[Records shown]

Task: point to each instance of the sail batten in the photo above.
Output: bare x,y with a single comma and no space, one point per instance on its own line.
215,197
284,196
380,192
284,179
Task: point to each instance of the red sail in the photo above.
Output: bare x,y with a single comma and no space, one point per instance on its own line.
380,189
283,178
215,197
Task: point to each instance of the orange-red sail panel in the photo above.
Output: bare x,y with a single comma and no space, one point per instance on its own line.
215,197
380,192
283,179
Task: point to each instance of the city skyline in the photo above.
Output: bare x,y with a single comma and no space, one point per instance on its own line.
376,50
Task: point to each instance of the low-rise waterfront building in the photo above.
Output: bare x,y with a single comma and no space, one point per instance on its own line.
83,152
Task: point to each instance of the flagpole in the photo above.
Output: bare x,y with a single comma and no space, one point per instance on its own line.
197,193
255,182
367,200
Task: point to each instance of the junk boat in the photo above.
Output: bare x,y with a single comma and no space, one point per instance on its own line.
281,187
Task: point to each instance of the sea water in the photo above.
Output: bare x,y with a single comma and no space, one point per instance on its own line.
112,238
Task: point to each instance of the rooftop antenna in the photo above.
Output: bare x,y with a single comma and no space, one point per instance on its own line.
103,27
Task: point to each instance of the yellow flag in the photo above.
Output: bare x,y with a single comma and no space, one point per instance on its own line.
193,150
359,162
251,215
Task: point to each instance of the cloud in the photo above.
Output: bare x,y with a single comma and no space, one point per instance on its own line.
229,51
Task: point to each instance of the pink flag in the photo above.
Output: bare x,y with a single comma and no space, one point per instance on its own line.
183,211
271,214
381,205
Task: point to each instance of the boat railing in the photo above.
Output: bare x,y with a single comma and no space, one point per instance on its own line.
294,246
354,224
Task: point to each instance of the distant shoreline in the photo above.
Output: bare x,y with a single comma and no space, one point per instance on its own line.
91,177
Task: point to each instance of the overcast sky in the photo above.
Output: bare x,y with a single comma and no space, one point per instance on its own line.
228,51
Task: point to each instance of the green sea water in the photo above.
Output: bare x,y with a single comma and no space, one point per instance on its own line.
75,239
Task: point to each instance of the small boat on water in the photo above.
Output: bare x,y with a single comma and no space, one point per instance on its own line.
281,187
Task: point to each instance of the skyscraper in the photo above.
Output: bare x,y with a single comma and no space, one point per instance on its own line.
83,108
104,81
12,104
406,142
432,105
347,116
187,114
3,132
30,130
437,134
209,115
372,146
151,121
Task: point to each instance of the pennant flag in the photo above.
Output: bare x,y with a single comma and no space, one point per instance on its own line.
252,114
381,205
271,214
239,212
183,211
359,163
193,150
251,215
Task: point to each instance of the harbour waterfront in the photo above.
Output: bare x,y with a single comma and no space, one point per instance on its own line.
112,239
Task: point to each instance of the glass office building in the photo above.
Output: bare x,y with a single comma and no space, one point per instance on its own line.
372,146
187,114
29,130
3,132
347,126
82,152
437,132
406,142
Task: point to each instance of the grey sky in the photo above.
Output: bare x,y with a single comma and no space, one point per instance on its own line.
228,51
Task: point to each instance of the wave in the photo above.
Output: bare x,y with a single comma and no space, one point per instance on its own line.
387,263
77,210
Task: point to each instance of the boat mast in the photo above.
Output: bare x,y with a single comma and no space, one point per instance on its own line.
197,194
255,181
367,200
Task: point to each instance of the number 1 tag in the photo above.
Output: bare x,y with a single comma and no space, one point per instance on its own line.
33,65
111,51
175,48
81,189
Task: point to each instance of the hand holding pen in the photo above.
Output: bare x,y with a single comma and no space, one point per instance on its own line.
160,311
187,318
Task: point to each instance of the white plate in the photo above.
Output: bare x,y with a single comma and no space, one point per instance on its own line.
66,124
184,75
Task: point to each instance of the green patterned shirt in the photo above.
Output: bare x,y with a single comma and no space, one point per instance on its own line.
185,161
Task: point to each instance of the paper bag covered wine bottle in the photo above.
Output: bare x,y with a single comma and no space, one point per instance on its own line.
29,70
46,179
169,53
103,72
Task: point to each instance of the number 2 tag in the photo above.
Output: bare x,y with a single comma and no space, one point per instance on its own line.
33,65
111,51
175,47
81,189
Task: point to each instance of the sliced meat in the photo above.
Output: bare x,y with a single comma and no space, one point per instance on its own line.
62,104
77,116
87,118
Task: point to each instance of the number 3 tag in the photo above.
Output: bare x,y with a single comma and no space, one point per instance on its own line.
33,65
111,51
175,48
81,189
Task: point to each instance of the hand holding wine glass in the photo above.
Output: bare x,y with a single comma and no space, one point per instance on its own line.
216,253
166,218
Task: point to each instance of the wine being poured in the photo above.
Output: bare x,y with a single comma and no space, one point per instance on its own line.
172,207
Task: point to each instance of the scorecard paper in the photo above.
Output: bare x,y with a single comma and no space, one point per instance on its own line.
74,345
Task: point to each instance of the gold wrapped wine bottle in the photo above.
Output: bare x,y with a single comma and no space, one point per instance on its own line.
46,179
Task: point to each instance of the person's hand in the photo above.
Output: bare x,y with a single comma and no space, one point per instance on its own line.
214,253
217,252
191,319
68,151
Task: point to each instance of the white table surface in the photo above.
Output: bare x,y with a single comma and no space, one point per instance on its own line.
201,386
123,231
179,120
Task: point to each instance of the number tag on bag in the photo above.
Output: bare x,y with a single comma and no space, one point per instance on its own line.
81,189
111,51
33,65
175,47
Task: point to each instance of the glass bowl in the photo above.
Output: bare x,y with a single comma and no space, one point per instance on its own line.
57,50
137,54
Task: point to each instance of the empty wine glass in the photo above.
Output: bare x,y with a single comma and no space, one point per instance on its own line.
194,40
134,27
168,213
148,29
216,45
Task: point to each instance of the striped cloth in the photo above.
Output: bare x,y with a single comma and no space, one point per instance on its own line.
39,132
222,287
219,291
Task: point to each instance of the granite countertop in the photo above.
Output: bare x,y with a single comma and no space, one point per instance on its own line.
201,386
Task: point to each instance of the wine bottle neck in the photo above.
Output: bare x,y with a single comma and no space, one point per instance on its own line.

[Work item] All entries given above are to be printed again exactly.

[Output of the task]
Task: point to each instance of the sail batten in the photo above.
Output: bare x,y with a single comma and no space, one point per instance on its own line.
215,197
284,196
380,192
284,179
Task: point to each instance of the red sail in the photo above.
Output: bare x,y with a single comma and no space, one point per instance on its own line.
380,189
283,178
215,197
Task: point to each instance of the orange-red sail panel in the photo above.
Output: bare x,y with a single comma and no space, one point per instance on its own line.
215,197
380,192
283,179
Task: point to each instance of the city skyline in the photo above.
Output: bare x,y with a single comma and no space, one point per instance on its own line.
376,50
Task: point to each instance of the low-rise waterfront building in the photo above.
Output: bare x,y with a single comma and no space, one point per instance on its own line.
83,152
Task: point to each instance of the flagpole in the photo above.
Output: bare x,y with a single comma and no space, one point per instance on its own line.
197,193
255,182
367,200
Task: point to each instance of the junk boat in the photo above.
Output: bare x,y with a single comma and no space, one point per instance on its own line.
281,187
Task: point to each instance of the sea water in the photo above.
Output: bare x,y with a single comma and no space, one point per instance on its own line.
112,238
Task: point to each instance of the rooftop antenna in the photo above.
Output: bare x,y with a single comma and no space, one point per instance on its own line.
103,27
Task: point to each instance of the yellow flag in the photo above.
Output: bare x,y with a single comma and no space, one point per instance on its own line.
193,150
359,162
251,215
Task: point to each instance of the cloud in the photo above.
Output: bare x,y with a single comma and no space, one point per instance on its own line.
229,51
Task: point to each instance of the pink flag in the photo above.
Output: bare x,y with a single comma and no space, one point per instance on its own line.
183,211
271,214
381,205
Task: point to each instance of the boat railing in the photo above.
Output: bare x,y with a single comma and no space, one point per instance on its own line.
294,246
354,224
Task: point to each instance of the distant shoreline in the photo above.
Output: bare x,y with a single comma and no space, one point per instance on its own line.
91,177
Task: point to each instance of the overcast sky in the photo above.
Output: bare x,y with a single comma and no space, one point per instance on its own line.
228,51
Task: point to each instance of the green sea water in the photo above.
Output: bare x,y with a single comma and no space, one point per instance on its own line.
75,239
Task: point to each instance of the small boat on water in the photo above.
Output: bare x,y with a single comma and no space, one point per instance on its own line.
281,187
Task: point to each instance of the skyscraper in the photo above.
Output: bare x,y with a single comma and no space, one point per instance on its own line.
83,108
104,81
12,104
406,142
432,105
347,116
187,114
3,132
30,130
437,134
209,115
372,146
151,121
Task: point to each instance of the pennant flag in the photo above.
Output: bare x,y with a single comma and no space, one point per instance on its own line.
252,114
381,205
271,214
239,212
183,211
359,163
193,150
251,215
Task: point to each instance of the harbour waterfront in the photo above.
Output: bare x,y with a single comma and no space, one point per instance on its own line.
112,239
Task: point to each instance of the glass office building in the photo above.
Output: bare x,y with a single comma and no space, one point per instance on its own line.
372,146
187,114
29,130
3,132
347,126
82,152
437,132
406,142
Task: point to each instance of the grey sky in the photo above.
Output: bare x,y with a single comma and no space, one point per instance on its own line.
228,51
Task: point to each instance of the wave in the photo above.
Output: bare x,y with a single comma and no space, one point per instance on its own line.
387,263
77,210
Task: point to each instance of the boat mast in the photo above.
Output: bare x,y with a single comma and no space, one point per instance on its own line.
197,194
255,181
367,200
Task: point to each instance of the number 1 tag in the photo above.
Output: bare x,y with a single comma and no space, one point per instance on its own line.
33,65
111,51
175,48
81,189
Task: point to each instance of the hand holding pen in the photo above.
Output: bare x,y with a single comma and no space, one point per instance on its own line.
160,311
187,318
Task: point to each instance of the white plate in the photo above.
Output: bare x,y with a single comma and no space, one point per instance on its own line.
66,124
184,75
Task: point to each instance of the green patterned shirt in the photo above.
Output: bare x,y with a single comma and no space, one point per instance on its own line.
185,161
Task: point to each instance of the paper bag covered wine bottle in the photo above.
Output: bare x,y with a single comma and no space, one point per instance on its own line.
29,70
46,179
169,53
103,72
Task: point to each instance of the number 2 tag in the photo above.
Output: bare x,y with a single comma and no space, one point per instance on its own line.
33,65
111,51
175,47
81,189
Task: point to each instance of the sliced meat in the photo above.
Output: bare x,y with a single comma and no space, one point per instance on its own line.
62,104
77,116
87,118
Task: point to each instance of the number 3 tag in the photo above.
Output: bare x,y with a single comma and no space, one point per instance on its own line.
33,65
111,51
175,48
81,189
Task: point to each instance of the hand holding wine glass in the photo above.
Output: bare x,y with a single comma and no space, one point per instance on its own line.
216,253
166,218
Task: point to each instance of the wine being poured in the photo above.
Output: bare x,y with a single comma and no space, one point per instance on its own line.
172,207
Task: point to each instance of the scorecard paper in the photo above.
Output: bare x,y with a single comma and no space, one point per instance on its own line.
74,345
Task: point to each instance of the gold wrapped wine bottle in the photo above.
Output: bare x,y with a single comma and no space, one point per instance on its own line.
46,179
Task: point to each instance of the person's hand in the photo above.
Output: bare x,y with a single comma and no space, one point per instance on its own line.
214,253
217,252
191,319
68,151
Task: point to each instance of the white table surface in the photo above.
Output: bare x,y with a single comma and no space, one point per instance on its own line.
201,386
123,231
179,120
Task: point to each instance of the number tag on bag in the photo above.
Output: bare x,y with a single comma and no space, one point per instance on its own line.
81,189
111,51
33,65
175,47
Task: point to each instance of the glass bowl in the photo above.
Output: bare x,y with a single comma and no space, one point per instance on its own line.
57,50
137,54
Task: point to each instance of the empty wine glass in the photo above.
Output: bare x,y with a single comma and no space, one point per instance on its own line.
194,40
134,27
168,213
148,29
216,45
Task: point to each instance of the striped cloth in the photo above.
Output: bare x,y with a single comma and no space, one point per instance on its own line.
39,132
222,287
219,291
Task: point to each instance of the granite countertop in the photo above.
Output: bare x,y with a single comma and no space, one point per instance on its own line.
201,386
Task: point to each instance of the wine bottle neck in the photo above.
Output: bare x,y with a single comma and no space, one point per instance on its own line.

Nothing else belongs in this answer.